There are good reasons to buy Oxxford OTR, given the context of a buyers needs, wants, perceptions and circumstances. Rolex buyers are no different.


----------



## Artisan Fan

> The other high quality watches mentioned in this thread stack up with or are superior to Rolexes across identifiable dimensions. That is the value of the discussion as I see it. I have learned more about what makes a high quality watch truly 'high quality.'


Agree with the last part (I don't think Ball or Omega are not as well made) but to be clear, we are not saying that Rolex makes the best watches, simply that they make very, very good watches. Mathew is implying that Rolex is purely a marketing phenomena and many here believe that shortchanges the history and innovation and quality manufacture of Rolex.

I agree the value of the discussion is learning more. I'm certainly no expert on watches, but I think there is much to be learned by studying Rolex and all manufacturers to learn about movements which ultimately lead to a better understanding of what makes an automatic reliable.

Alas, watches are like audio in that strong myths and perceptions and opinions persist-some informed, some less so. The value of AAAC in my mind is the ability to slaughter some of the sacred cows out there that are misinforming people. The WIS crowd attitude toward Rolex and the sacred cow that "the Rolex movement is low quality" are two very prime targets I like to aim my gun at.


----------



## arturostevens

Showing pictures of pretty movements is not a way to make an argument on the merits of such movements. Rolex is a tool watch company. I think some cars with beautuful looking engines are dogs. I like my Omegas. Very nice watches. My father liked his Pateks and Gruens. 

But at the end of the day, the Rolex watches in my experience have been extremely beautiful, enjoyable, hardy, accurate and well serviced. We are not talking about 25K watches here for the most part. We are talking about 5K watches for the bulk of Rolex owners, and that is a pretty good deal in my book for what I have gotten. 

Maybe it is good marketing to remind people of charitable qualities, in house control of product, and a peerless history that none of the other houses can touch when it comes to wristwatches. Again, Dowling said it all very well. He is an historian. We are all "letters to the editor". History is not a hard science, but it is the next best thing.


----------



## Artisan Fan

> We are not talking about 25K watches here for the most part. We are talking about 5K watches for the bulk of Rolex owners, and that is a pretty good deal in my book for what I have gotten.


That's a good point. Exhibition backs and complications cost considerably more than the average Rolex.

> Data shown
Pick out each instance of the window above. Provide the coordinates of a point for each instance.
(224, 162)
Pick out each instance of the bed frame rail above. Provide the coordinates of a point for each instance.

> Task
Please resume the forum thread on Rolex watches from the point where it stops. The material is separate from the forum thread on Rolex watches.

> Output of the exercise
----------



## Andre Yew

Artisan Fan said:


> That's a good point. Exhibition backs and complications cost considerably more than the average Rolex.


My JLC Master Hometime costs, out the door, about the same as a Rolex Sub.

--Andre


----------



## Artisan Fan

https://forums.timezone.com/index.php?t=tree&goto=2655793&rid=0

Look at the last pic. This is the newer style bracelet that Rolex is using now on the DateJust. They are slowly rolling out this more substantial bracelet to most models.



> My JLC Master Hometime costs, out the door, about the same as a Rolex Sub.


Probably a good value.


----------



## Artisan Fan

The Hometime movement:

https://www.jaeger-lecoultre.com/viewModel.do?modelId=27

Not sure there is much more finishing on that over the Rolex movements.


----------



## memphislawyer

I do like the discussions and the way this is pretty well-mannered. I have the Rolex datejust and I will say I do like it as a tool watch. That is, it is not the best looking watch out there, but it holds up extremely well. I have banged it against walls and filing drawers and I wonder if some other watches I would like to have (Patek, JLC) would have been damaged.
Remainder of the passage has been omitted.